## Provided entries:
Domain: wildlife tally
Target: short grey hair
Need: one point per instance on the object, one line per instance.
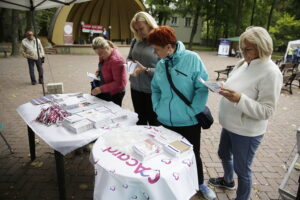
(142, 17)
(260, 38)
(101, 43)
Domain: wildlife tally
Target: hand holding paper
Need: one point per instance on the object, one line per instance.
(213, 86)
(92, 76)
(131, 67)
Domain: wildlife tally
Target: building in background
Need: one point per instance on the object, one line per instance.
(113, 15)
(183, 28)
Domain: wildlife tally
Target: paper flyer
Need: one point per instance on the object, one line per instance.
(213, 86)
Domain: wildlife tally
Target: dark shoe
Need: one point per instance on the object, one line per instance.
(220, 182)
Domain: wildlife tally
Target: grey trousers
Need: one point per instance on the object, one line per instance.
(39, 66)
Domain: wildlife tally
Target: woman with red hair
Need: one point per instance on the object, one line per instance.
(179, 69)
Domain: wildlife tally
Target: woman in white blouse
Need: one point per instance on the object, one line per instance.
(250, 95)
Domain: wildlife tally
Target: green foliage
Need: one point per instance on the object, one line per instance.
(286, 28)
(160, 9)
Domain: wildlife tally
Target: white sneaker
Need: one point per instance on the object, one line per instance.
(207, 193)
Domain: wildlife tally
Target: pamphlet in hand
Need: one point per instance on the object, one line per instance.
(213, 86)
(131, 67)
(93, 76)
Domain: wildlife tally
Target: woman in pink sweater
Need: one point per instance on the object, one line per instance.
(111, 72)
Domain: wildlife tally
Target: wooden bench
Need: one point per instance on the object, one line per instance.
(224, 71)
(4, 50)
(288, 68)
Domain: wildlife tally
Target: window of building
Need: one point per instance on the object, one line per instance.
(174, 21)
(188, 21)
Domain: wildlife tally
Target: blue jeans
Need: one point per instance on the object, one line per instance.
(237, 153)
(38, 63)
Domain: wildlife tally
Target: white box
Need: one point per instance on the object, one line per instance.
(79, 126)
(55, 88)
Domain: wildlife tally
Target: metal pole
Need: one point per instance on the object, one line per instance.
(37, 44)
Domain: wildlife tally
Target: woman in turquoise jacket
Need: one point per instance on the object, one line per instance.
(185, 67)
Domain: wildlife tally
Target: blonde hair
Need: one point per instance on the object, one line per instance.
(260, 38)
(101, 43)
(142, 17)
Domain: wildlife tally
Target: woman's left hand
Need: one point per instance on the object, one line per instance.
(139, 69)
(96, 91)
(231, 95)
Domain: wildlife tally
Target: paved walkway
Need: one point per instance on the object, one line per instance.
(22, 179)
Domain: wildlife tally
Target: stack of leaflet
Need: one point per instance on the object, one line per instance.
(72, 102)
(146, 149)
(98, 119)
(77, 124)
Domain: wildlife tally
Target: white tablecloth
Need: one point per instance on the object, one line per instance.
(119, 175)
(60, 138)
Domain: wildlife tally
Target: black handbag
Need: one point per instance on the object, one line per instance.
(204, 118)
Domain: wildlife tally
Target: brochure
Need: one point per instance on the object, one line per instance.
(130, 67)
(213, 86)
(92, 76)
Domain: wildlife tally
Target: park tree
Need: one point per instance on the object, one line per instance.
(286, 28)
(160, 9)
(14, 30)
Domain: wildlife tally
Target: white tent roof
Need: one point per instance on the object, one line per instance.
(36, 4)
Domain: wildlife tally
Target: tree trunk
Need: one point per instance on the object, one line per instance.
(207, 31)
(253, 11)
(195, 25)
(1, 24)
(14, 31)
(270, 14)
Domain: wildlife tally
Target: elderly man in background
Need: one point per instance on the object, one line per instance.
(29, 50)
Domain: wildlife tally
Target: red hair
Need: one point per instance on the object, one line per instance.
(162, 36)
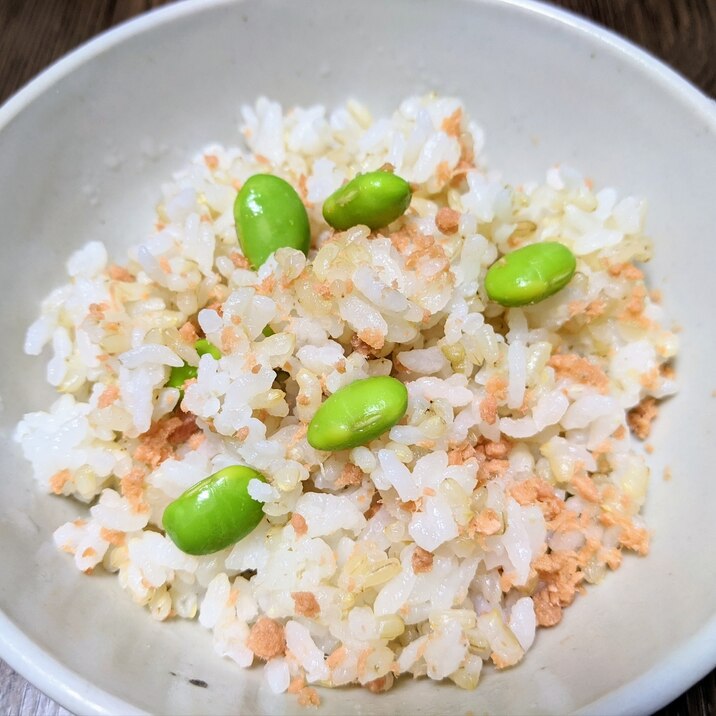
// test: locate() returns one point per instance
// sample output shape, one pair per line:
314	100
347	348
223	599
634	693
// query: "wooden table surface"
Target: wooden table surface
34	33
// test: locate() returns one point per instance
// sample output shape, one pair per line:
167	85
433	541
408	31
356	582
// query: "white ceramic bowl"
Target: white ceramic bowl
547	87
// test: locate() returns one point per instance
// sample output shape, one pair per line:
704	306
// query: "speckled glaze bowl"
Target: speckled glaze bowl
547	87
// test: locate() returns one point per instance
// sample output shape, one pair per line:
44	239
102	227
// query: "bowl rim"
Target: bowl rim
686	664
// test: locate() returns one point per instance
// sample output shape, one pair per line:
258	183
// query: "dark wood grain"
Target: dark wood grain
35	33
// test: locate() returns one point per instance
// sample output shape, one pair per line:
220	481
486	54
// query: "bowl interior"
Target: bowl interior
82	155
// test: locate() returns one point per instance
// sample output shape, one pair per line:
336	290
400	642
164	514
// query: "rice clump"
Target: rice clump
440	546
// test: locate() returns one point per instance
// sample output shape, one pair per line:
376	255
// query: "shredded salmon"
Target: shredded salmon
447	220
159	442
336	657
188	333
308	696
238	260
59	480
299	525
451	125
640	418
267	286
229	340
351	475
306	604
422	561
579	369
624	270
267	638
360	346
547	612
461	454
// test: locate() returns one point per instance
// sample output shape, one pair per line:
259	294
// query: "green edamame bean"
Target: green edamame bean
214	513
270	215
530	274
180	375
202	347
374	199
358	413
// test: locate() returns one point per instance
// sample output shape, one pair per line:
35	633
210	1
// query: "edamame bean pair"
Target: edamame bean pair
219	511
270	215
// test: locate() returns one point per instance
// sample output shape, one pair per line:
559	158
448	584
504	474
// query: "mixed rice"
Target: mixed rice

## Problem requirements:
Output nothing but an exact retyping of the material, pictures excluded.

## Response:
Domain: wildlife tally
Target: short grey hair
Need: one point per instance on the object, one line per instance.
(142, 17)
(260, 38)
(101, 43)
Domain: wildlife tally
Target: hand holding paper
Need: one point per instance on the object, one line per instance.
(213, 86)
(92, 76)
(131, 67)
Domain: wildlife tally
Target: building in background
Need: one point per instance on the object, one line per instance.
(113, 15)
(183, 28)
Domain: wildlife tally
Target: paper flyer
Need: one point per instance on the object, one line per instance.
(213, 86)
Domain: wildlife tally
Target: dark shoe
Need: one point per instance on the object, one line per instance.
(220, 182)
Domain: wildlife tally
Target: grey trousers
Need: one point per instance on the object, one line per instance.
(39, 66)
Domain: wildlife tally
Target: woman with red hair
Need: one point per instance on the object, one line per instance.
(179, 69)
Domain: wildlife tally
Target: woman in white blouse
Need: one point per instance on the object, one line per instance.
(250, 95)
Domain: wildlife tally
Target: green foliage
Need: one point per instance on the object, one line per instance.
(286, 28)
(160, 9)
Domain: wildlife tally
Target: white sneaker
Need: one point per instance on the object, one line per instance.
(207, 193)
Domain: wildlife tally
Target: pamphlet in hand
Need: one point per instance on the object, one line per instance.
(213, 86)
(131, 67)
(93, 76)
Domain: wildlife tally
Target: woman in pink sweater
Need: one point per instance on the object, one line per instance.
(111, 72)
Domain: wildlife tally
Target: wooden bench
Need: one point per instance on the object, one line per instance.
(224, 71)
(4, 50)
(288, 68)
Domain: wildlife tally
Target: window of building
Need: one point per instance on the object, one line per instance.
(174, 21)
(188, 21)
Domain: wildlife tally
Target: blue jeans
Need: one point per instance on the object, one line per instance.
(237, 153)
(38, 63)
Domain: wildlife tally
Target: white box
Need: one point per instance on the object, one line per instance.
(79, 126)
(55, 88)
Domain: wildlife tally
Target: metal pole
Need: one point per instance on the object, one line per instance.
(37, 44)
Domain: wildlife tally
Target: woman in turquoise jacket
Need: one point per instance on the object, one line per instance.
(185, 67)
Domain: wildlife tally
Target: blonde hair
Need: one point per instance on the object, one line per instance.
(260, 38)
(101, 43)
(142, 17)
Domain: wildlife tally
Target: woman's left hand
Need: one point per instance on the object, one line per instance.
(139, 69)
(96, 91)
(231, 95)
Domain: wildlife tally
Target: paved walkway
Need: one point per instance on the object, one line per instance.
(22, 179)
Domain: wildlife tally
Target: stack of leaflet
Need: one point per instance on the object, one line per instance.
(72, 102)
(146, 149)
(98, 119)
(77, 124)
Domain: wildlife tally
Target: white tablecloth
Need: one point per instance on the object, one line per instance.
(119, 175)
(60, 138)
Domain: wildlife tally
Target: black handbag
Need: one point per instance on the object, one line per instance.
(204, 118)
Domain: wildlife tally
Target: brochure
Need: one point per instance on the object, one line per instance.
(130, 67)
(213, 86)
(92, 76)
Domain: wildlife tally
Target: park tree
Need: one point per instance on the object, one line per instance.
(286, 28)
(160, 9)
(14, 30)
Domain: wildlife tally
Target: white tent roof
Need: one point per instance on the object, one line per instance.
(36, 4)
Domain: wildlife tally
Target: tree trunk
Need: one point per instance on the object, one line per instance.
(207, 31)
(253, 11)
(195, 25)
(1, 24)
(14, 31)
(270, 14)
Domain: wildlife tally
Target: elderly man in background
Need: one point per instance on the object, one line per instance.
(29, 50)
Domain: wildlife tally
Target: red hair
Need: one point per instance on the object, one line per instance.
(162, 36)
// test: locate() returns one point per instance
// sample output shape, one pair per line:
314	100
347	348
223	599
634	693
// query: "wooden table surface"
Target: wooden table surface
34	33
// test: locate() returns one point per instance
// sample output shape, one pair per line:
167	85
433	541
408	31
356	582
// query: "white ceramic bowl"
Target: white ceramic bowl
547	87
// test: locate() returns one point per instance
// sample output shape, one pair per line:
704	306
// query: "speckled glaze bowl"
Target: speckled glaze bowl
547	87
// test: locate() returns one point per instance
// sample output shape, one pair per line:
44	239
102	227
// query: "bowl rim"
Target: bowl rim
686	664
// test: locate() returns one point per instance
// sample output shape, one pair per line:
258	183
// query: "dark wood grain"
Target: dark wood grain
35	33
// test: locate() returns one point per instance
// sample output shape, one pair per line:
220	481
486	54
// query: "bowl interior"
Target: bowl interior
82	155
// test: locate() returns one point per instance
// sample output shape, one pair per line:
336	290
400	642
164	514
// query: "rice clump"
Target: rice clump
440	546
// test: locate() returns one point per instance
// sample output shape, one pair per line:
376	255
// query: "shredded salmon"
Target: shredded salmon
447	220
159	442
336	657
188	333
308	696
238	260
59	480
299	525
451	125
640	418
267	286
229	340
351	475
306	604
422	561
579	369
624	270
267	638
360	346
547	612
461	454
// test: locate() returns one point per instance
// sample output shape, one pair per line:
259	294
// query: "green edamame bean"
Target: green edamame bean
214	513
270	215
530	274
180	375
202	347
374	199
358	413
// test: locate() returns one point per instance
// sample output shape, one pair per line:
35	633
210	1
// query: "edamame bean pair"
Target: edamame bean pair
219	511
270	215
// test: locate() returns one point per instance
// sample output shape, one pair per line:
559	158
448	584
504	474
// query: "mixed rice"
Target: mixed rice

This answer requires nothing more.